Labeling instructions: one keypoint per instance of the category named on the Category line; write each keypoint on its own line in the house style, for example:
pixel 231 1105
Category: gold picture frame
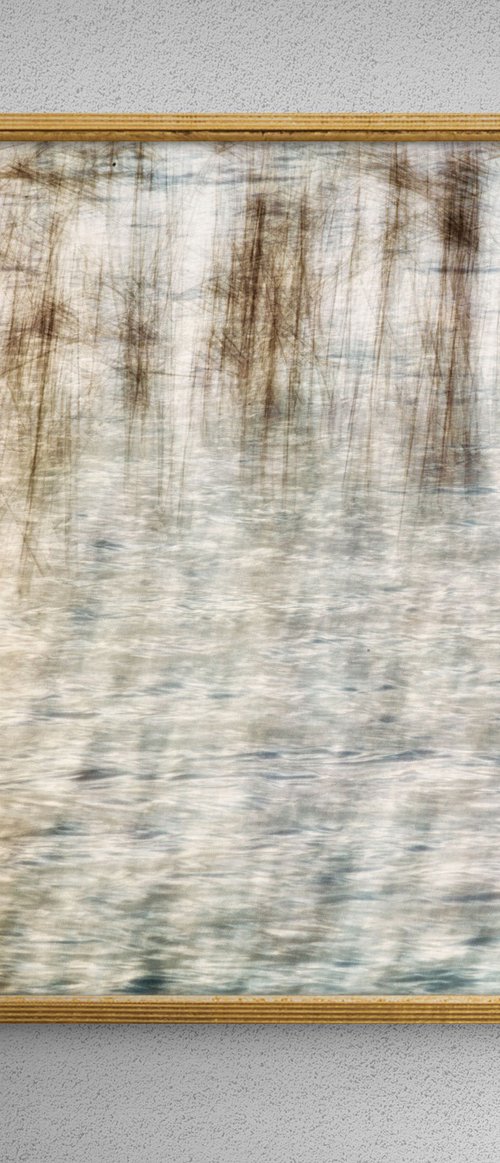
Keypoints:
pixel 375 127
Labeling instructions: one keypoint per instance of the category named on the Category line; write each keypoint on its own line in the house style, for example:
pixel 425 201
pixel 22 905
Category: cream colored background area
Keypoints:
pixel 200 1094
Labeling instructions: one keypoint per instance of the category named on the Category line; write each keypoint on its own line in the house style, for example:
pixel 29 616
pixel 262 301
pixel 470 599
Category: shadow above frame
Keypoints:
pixel 225 127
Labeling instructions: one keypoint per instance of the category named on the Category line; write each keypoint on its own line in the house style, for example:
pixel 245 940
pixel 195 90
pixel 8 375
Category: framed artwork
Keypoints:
pixel 249 572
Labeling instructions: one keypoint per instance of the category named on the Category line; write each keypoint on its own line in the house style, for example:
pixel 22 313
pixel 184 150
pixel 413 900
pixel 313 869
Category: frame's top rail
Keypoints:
pixel 250 126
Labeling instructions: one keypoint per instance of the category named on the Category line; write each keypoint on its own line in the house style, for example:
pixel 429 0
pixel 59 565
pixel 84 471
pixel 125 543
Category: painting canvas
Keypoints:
pixel 250 548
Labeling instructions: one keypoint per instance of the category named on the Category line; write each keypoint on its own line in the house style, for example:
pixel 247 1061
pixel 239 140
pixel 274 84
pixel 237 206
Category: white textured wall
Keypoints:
pixel 311 1094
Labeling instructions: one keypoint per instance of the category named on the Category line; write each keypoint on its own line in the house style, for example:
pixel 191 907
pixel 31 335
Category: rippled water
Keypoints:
pixel 250 677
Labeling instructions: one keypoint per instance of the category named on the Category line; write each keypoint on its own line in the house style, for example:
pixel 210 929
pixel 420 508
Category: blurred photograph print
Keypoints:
pixel 249 569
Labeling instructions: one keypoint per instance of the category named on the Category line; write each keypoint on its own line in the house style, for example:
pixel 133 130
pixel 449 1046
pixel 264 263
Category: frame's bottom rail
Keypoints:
pixel 251 1010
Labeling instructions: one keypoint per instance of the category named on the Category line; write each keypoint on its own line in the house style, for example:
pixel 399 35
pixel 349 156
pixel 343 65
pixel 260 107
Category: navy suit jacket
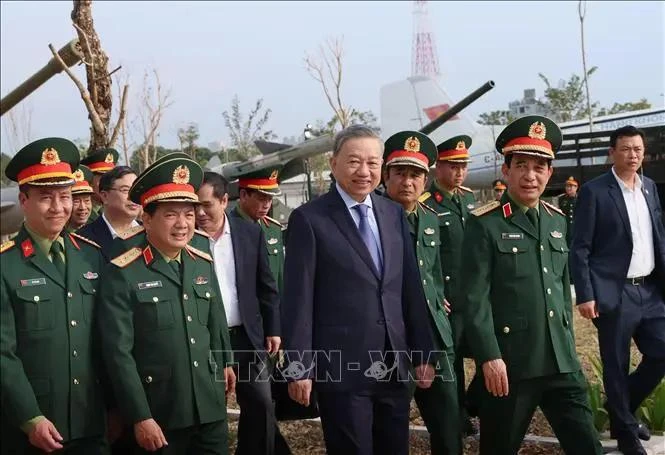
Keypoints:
pixel 335 302
pixel 258 297
pixel 603 244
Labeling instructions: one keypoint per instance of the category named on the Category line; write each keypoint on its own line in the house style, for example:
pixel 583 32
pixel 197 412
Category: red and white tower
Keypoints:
pixel 424 58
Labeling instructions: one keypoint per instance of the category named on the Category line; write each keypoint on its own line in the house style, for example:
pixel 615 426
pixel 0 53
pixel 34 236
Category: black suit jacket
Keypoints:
pixel 336 303
pixel 258 297
pixel 603 244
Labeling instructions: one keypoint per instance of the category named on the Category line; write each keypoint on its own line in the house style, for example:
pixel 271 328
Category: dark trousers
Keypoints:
pixel 205 439
pixel 373 421
pixel 562 398
pixel 438 407
pixel 640 316
pixel 258 432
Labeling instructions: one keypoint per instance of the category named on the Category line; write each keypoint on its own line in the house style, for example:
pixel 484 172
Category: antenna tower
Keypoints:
pixel 424 58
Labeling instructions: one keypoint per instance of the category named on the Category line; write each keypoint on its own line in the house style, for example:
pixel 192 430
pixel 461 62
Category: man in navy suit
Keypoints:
pixel 119 213
pixel 251 303
pixel 354 314
pixel 618 264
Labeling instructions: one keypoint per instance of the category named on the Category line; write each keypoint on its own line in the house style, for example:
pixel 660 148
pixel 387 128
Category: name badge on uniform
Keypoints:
pixel 150 285
pixel 33 282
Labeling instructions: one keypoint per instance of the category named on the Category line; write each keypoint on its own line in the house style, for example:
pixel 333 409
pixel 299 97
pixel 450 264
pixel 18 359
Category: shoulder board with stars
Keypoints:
pixel 85 239
pixel 131 232
pixel 549 207
pixel 7 245
pixel 274 221
pixel 127 257
pixel 482 210
pixel 199 253
pixel 423 197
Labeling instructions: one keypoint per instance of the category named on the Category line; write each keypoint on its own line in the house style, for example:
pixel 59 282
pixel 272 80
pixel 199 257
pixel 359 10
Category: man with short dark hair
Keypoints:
pixel 618 261
pixel 251 302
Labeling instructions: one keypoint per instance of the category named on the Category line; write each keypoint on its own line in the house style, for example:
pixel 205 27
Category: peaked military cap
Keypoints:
pixel 173 178
pixel 499 184
pixel 82 181
pixel 48 161
pixel 410 148
pixel 102 160
pixel 531 135
pixel 455 149
pixel 264 180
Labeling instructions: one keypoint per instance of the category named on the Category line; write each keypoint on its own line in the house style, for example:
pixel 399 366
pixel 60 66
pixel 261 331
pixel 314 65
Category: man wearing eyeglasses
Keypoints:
pixel 119 214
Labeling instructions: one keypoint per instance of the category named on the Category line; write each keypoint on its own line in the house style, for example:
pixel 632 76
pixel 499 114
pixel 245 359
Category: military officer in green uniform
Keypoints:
pixel 407 158
pixel 567 205
pixel 518 306
pixel 452 202
pixel 81 198
pixel 257 190
pixel 50 371
pixel 164 333
pixel 99 162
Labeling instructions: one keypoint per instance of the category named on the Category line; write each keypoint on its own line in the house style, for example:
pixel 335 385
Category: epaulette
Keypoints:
pixel 127 257
pixel 199 253
pixel 7 245
pixel 131 232
pixel 553 207
pixel 85 239
pixel 485 208
pixel 423 197
pixel 273 220
pixel 203 233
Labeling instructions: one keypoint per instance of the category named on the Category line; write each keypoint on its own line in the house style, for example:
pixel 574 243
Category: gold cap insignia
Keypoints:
pixel 537 130
pixel 50 157
pixel 181 175
pixel 412 144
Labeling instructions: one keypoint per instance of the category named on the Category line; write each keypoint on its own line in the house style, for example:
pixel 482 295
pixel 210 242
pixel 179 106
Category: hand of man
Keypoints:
pixel 588 310
pixel 149 436
pixel 424 376
pixel 45 436
pixel 299 391
pixel 496 377
pixel 273 344
pixel 229 380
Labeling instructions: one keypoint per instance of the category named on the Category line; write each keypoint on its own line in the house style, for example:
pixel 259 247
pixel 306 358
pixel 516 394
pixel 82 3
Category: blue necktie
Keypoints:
pixel 368 237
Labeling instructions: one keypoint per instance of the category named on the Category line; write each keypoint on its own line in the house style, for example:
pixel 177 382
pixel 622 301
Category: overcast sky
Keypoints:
pixel 206 52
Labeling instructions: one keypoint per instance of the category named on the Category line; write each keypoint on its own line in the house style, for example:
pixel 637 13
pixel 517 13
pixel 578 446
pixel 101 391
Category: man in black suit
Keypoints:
pixel 251 303
pixel 618 264
pixel 119 214
pixel 353 306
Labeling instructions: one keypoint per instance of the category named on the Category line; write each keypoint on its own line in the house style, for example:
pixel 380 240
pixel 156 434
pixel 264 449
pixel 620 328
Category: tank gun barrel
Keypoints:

※ ※ ※

Rewrite all of the material above, substituting "Annotation guidance" for every occurrence of "Labeling instructions" and leaving everything else unchanged. Omit the pictures from your answer.

▶ [Response to this exercise]:
Annotation guidance: one keypoint per instance of the category named on the Category line; write each keypoint on its own line in the house style, for example:
pixel 231 1105
Category: gold picture frame
Keypoints:
pixel 375 127
Annotation guidance: one keypoint per instance of the category named on the Category line; write each keypoint on its own line in the house style, for example:
pixel 425 201
pixel 22 905
Category: cream colored background area
Keypoints:
pixel 200 1094
Annotation guidance: one keypoint per instance of the category named on the Category line; write each keypoint on its own line in the house style, for example:
pixel 29 616
pixel 262 301
pixel 470 599
Category: shadow above frame
Keypoints:
pixel 225 127
Annotation guidance: one keypoint per instance of the category named on the Category line; write each keypoint on its own line in the house style, for example:
pixel 245 940
pixel 195 90
pixel 8 375
Category: framed artwork
Keypoints:
pixel 249 572
Annotation guidance: one keypoint per instance of the category named on the Category line; write each keypoint on its own line in the house style, for example:
pixel 22 313
pixel 184 150
pixel 413 900
pixel 313 869
Category: frame's top rail
Keypoints:
pixel 250 126
Annotation guidance: one keypoint per instance of the category named on the Category line; write each keypoint on its own line in the house style, for example:
pixel 429 0
pixel 59 565
pixel 84 471
pixel 125 543
Category: painting canvas
Keypoints:
pixel 250 548
Annotation guidance: one keypoint per instance of the category named on the Category line; write each keypoint on its own line in the house style, for example:
pixel 247 1061
pixel 239 140
pixel 274 84
pixel 237 206
Category: white textured wall
Keypoints:
pixel 311 1094
Annotation guidance: one keypoint per instance of the category named on the Category line; write each keypoint on its own line in the house style, for example:
pixel 191 907
pixel 31 335
Category: rippled water
Keypoints:
pixel 250 677
Annotation guidance: one keypoint per instance of the category named on the Category line; write each keypoint on its own line in the house style, for example:
pixel 210 929
pixel 420 508
Category: blurred photograph print
Keypoints:
pixel 249 569
Annotation guidance: one keypoint per instance of the category named on the Category line; write each keypoint on its own line in the house style, for example:
pixel 133 130
pixel 449 1046
pixel 264 263
Category: frame's bottom rail
Keypoints:
pixel 251 1010
Annotation guidance: one keypoint per instance of the category named on the Category line; write each keypoint on its own line in the house style, for example:
pixel 399 35
pixel 349 156
pixel 343 65
pixel 260 107
Category: navy suit jacket
Keypoints:
pixel 335 302
pixel 258 297
pixel 603 244
Annotation guidance: one keypoint per instance of the category named on the Category line; write each keypoint on its own line in the house style, for example:
pixel 583 32
pixel 197 412
Category: red and white tower
Keypoints:
pixel 424 58
Annotation guidance: one keypoint per instance of the category named on the Category line; write each keypoint on its own line in the house style, for example:
pixel 615 426
pixel 0 53
pixel 34 236
Category: black suit jacket
Keypoints:
pixel 336 303
pixel 258 297
pixel 603 244
Annotation guidance: one keypoint per instance of the category named on the Category line; write each keypoint on its own line in the house style, for example:
pixel 271 328
Category: dark trousers
Keypoints:
pixel 205 439
pixel 373 421
pixel 562 398
pixel 438 407
pixel 640 316
pixel 258 432
Annotation guidance: one keypoint per instance of the category named on the Category line; write each keypoint on its own line in the house style, for example:
pixel 484 172
Category: antenna tower
Keypoints:
pixel 424 58
Annotation guidance: one keypoint per instance of the category named on the Category line; write each keypoint on its own line in the house style, for example:
pixel 192 430
pixel 461 62
Category: man in navy suit
Keypoints:
pixel 119 213
pixel 251 303
pixel 354 314
pixel 618 264
Annotation guidance: one keypoint per instance of the category named on the Category line; write each keypoint on its own line in the house style, for example:
pixel 660 148
pixel 387 128
Category: name badge on uniform
Keypoints:
pixel 150 285
pixel 33 282
Annotation guidance: one keypoint per instance of the category named on the Category line; write each keypoint on its own line in the house style, for example:
pixel 333 409
pixel 299 97
pixel 450 264
pixel 18 359
Category: shoulder board with stars
Keypoints:
pixel 85 239
pixel 131 232
pixel 549 207
pixel 7 245
pixel 274 221
pixel 127 257
pixel 482 210
pixel 199 253
pixel 423 197
Annotation guidance: one keypoint per instance of the category named on the Category line; write each keypoint on its own line in the house style, for example:
pixel 59 282
pixel 272 80
pixel 199 257
pixel 359 10
Category: man with short dark hair
Keypoints:
pixel 618 261
pixel 251 302
Annotation guidance: one keypoint per instance of the category named on the Category line; write each keypoint on its own line in the house style, for example:
pixel 205 27
Category: peaked military cap
Keypoints:
pixel 173 178
pixel 499 184
pixel 82 181
pixel 48 161
pixel 410 148
pixel 102 160
pixel 531 135
pixel 455 149
pixel 264 180
Annotation guidance: one keypoint per instance of the category named on the Category line; write each keypoint on its own line in the house style, for example:
pixel 399 366
pixel 60 66
pixel 261 331
pixel 314 65
Category: man wearing eyeglasses
Keypoints:
pixel 119 214
Annotation guidance: one keypoint per instance of the category named on the Category line; write each keypoint on its own line in the house style, for example:
pixel 632 76
pixel 499 114
pixel 245 359
Category: military officer in green uniform
Keypoints:
pixel 407 158
pixel 567 205
pixel 518 306
pixel 452 202
pixel 81 198
pixel 257 190
pixel 50 371
pixel 164 333
pixel 99 162
Annotation guidance: one keypoint per instance of the category named on the Category line; write each keypoint on its own line in the house style, for example:
pixel 335 385
Category: epaulette
Keypoints:
pixel 127 257
pixel 199 253
pixel 7 245
pixel 131 232
pixel 553 207
pixel 85 239
pixel 485 208
pixel 423 197
pixel 273 220
pixel 203 233
Annotation guidance: one keypoint per instance of the category named on the Category line; write each keypoint on its own line in the house style, for example:
pixel 574 243
Category: gold cap insignia
Keypoints:
pixel 537 130
pixel 50 157
pixel 181 175
pixel 412 144
Annotation guidance: one keypoint per instance of the category named on the Category line; write each keypoint on its own line in the house style, for example:
pixel 482 295
pixel 210 242
pixel 179 106
Category: hand of man
Keypoints:
pixel 588 310
pixel 149 436
pixel 424 376
pixel 45 436
pixel 299 391
pixel 496 377
pixel 273 344
pixel 229 380
Annotation guidance: one keypoint per instance of the category named on the Category line; write each keypoint on its own line in the house style, for example:
pixel 259 247
pixel 306 358
pixel 516 394
pixel 82 3
Category: blue necktie
Keypoints:
pixel 368 237
Annotation guidance: one keypoint per instance of the category named on the Category line; write each keypoint on its own line in the house style, for example:
pixel 177 382
pixel 622 301
Category: overcast sky
Keypoints:
pixel 206 52
Annotation guidance: one keypoint per instance of the category named on the Category line; write each keypoint on its own line in the house style, for example:
pixel 637 13
pixel 517 13
pixel 578 446
pixel 101 391
Category: man in black suit
Keypoints:
pixel 251 303
pixel 618 264
pixel 119 214
pixel 353 306
Annotation guidance: one keypoint per instance of the category named on the Category line; write each keypoint on its own line in the house style, for example:
pixel 380 240
pixel 156 434
pixel 264 449
pixel 620 328
Category: tank gun barrel
Keypoints:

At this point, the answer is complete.